List of tasks |
- 1) Please retype the stretch of the cost accounting notes from "Ideal standards" through "of activity level.".
- 2) State how many lines of the records contain the string "capital", giving only the number.
** START OF Selected text **
Attainable standards

Currently attainable standards represent costs that result from work performed by employees with appropriate training and experience but without extraordinary effort.

2

Ideal standards

Costs that result from perfect efficiency and effectiveness in job performance.

3

Flexible budget

A flexible budget is a budget that can be adjusted to any activity level, it shows how costs vary with production volume.

Budget total costs
= (Variable cost per unit x activity level) + fixed costs

Fixed costs in total are constant over the relevant range of activity level.

4

Master budget

A master budget documents specific short term operating performance goals for a period of time, normally one year or less. The plan generally includes an operating (non financial) budget as well as a financial budget.

5

Operating budgets included in the master budget

Sales budget
Production budget
Direct materials budget
Direct labor budget
Overhead budget
Cost of goods sold budget
SG&A budget

6

Financial budgets included in the master budget

Cash budget
Pro forma financial statements

7

Direct materials price variance

Actual quantity purchased x (Actual price - Standards price)

8

Direct materials quantity usage variance

Standard price x (Actual quantity - Standard quantity)

9

Direct labor rate difference

Actual labor hours x (Actual rate - Standard rate)

10

Direct labor efficiency variance

Standard price x (Actual hours - Standard hours)

11

Manufacturing overhead variances
One way

Overhead variance = Actual OH - Applied OH

12

Manufacturing overhead variance
Two way

Budget variance = Actual OH - ( Budgeted FOH + (Std DLH x Std VOH rate))
** END OF Selected text **
** START OF Entries shown **
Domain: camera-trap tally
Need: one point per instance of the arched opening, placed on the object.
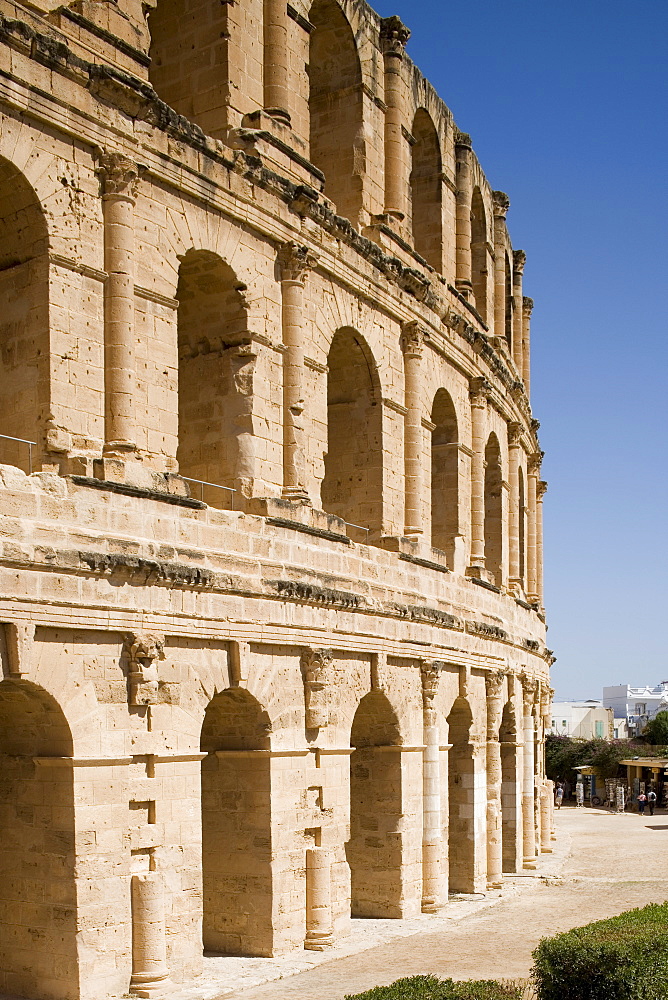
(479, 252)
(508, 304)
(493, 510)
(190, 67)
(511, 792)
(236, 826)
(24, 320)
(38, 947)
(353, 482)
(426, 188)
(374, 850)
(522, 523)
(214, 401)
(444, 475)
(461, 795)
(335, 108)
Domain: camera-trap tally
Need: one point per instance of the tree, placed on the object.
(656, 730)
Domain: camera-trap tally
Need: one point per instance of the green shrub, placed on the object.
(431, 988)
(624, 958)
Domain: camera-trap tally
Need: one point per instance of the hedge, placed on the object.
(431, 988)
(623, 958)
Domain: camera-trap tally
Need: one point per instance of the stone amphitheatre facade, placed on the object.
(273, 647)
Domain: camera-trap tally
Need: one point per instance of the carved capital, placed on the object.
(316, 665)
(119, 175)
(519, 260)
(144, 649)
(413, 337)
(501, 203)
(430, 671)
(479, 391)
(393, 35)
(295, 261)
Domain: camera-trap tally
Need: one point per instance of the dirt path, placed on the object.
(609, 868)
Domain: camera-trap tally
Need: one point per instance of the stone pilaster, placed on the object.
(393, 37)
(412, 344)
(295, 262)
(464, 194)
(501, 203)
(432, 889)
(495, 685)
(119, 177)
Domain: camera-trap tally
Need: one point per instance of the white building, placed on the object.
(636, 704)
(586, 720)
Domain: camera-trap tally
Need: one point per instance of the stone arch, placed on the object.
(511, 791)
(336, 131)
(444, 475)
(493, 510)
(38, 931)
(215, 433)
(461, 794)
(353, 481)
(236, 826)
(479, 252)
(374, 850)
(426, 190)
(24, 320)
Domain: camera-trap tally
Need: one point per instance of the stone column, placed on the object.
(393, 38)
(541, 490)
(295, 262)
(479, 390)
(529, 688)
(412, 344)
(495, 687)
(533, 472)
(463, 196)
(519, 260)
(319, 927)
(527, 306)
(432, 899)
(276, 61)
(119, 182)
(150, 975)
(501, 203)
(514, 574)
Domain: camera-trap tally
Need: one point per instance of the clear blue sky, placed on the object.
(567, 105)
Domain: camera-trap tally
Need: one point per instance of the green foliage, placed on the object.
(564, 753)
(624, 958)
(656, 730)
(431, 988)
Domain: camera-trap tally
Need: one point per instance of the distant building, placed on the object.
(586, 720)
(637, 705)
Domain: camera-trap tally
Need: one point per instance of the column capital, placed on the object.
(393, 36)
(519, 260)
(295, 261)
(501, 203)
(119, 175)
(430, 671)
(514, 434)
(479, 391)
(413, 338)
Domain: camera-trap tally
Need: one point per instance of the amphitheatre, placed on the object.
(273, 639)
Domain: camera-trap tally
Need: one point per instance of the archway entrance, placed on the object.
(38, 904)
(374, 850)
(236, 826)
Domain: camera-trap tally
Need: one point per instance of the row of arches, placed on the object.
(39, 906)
** END OF Entries shown **
Answers to the tasks |
- 1)
Ideal standards

Costs that result from perfect efficiency and effectiveness in job performance.

3

Flexible budget

A flexible budget is a budget that can be adjusted to any activity level, it shows how costs vary with production volume.

Budget total costs
= (Variable cost per unit x activity level) + fixed costs

Fixed costs in total are constant over the relevant range of activity level.

- 2) 2